==== RECORDS SUPPLIED
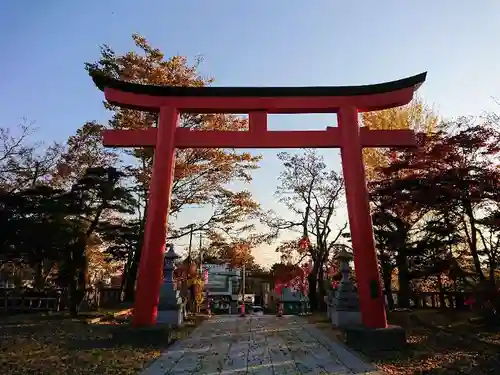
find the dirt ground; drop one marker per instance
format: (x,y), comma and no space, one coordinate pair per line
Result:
(57,345)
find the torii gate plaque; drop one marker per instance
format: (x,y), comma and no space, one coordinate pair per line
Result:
(346,101)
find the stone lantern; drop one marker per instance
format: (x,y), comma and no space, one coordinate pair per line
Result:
(170,302)
(345,310)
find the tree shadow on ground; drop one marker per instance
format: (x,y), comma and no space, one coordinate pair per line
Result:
(62,346)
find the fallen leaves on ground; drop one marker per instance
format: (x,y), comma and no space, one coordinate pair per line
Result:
(59,345)
(443,343)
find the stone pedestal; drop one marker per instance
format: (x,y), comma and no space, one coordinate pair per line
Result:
(345,310)
(170,306)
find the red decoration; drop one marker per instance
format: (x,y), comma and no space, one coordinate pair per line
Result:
(347,102)
(304,243)
(205,276)
(394,156)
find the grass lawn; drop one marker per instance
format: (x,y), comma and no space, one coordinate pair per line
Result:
(56,345)
(438,343)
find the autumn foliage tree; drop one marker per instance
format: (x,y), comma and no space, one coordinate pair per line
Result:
(437,202)
(312,193)
(417,115)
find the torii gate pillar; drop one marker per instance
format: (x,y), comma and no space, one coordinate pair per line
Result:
(346,101)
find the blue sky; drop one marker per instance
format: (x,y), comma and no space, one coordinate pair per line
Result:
(322,42)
========
→ WORK TASK
Return every line of the data above in which "ground" appears.

→ WRITTEN RESPONSE
find the dirt ground; drop one marker per instance
find the tree shadow on ground; drop one marker per instance
find the fallen leaves on ground; drop one marker per instance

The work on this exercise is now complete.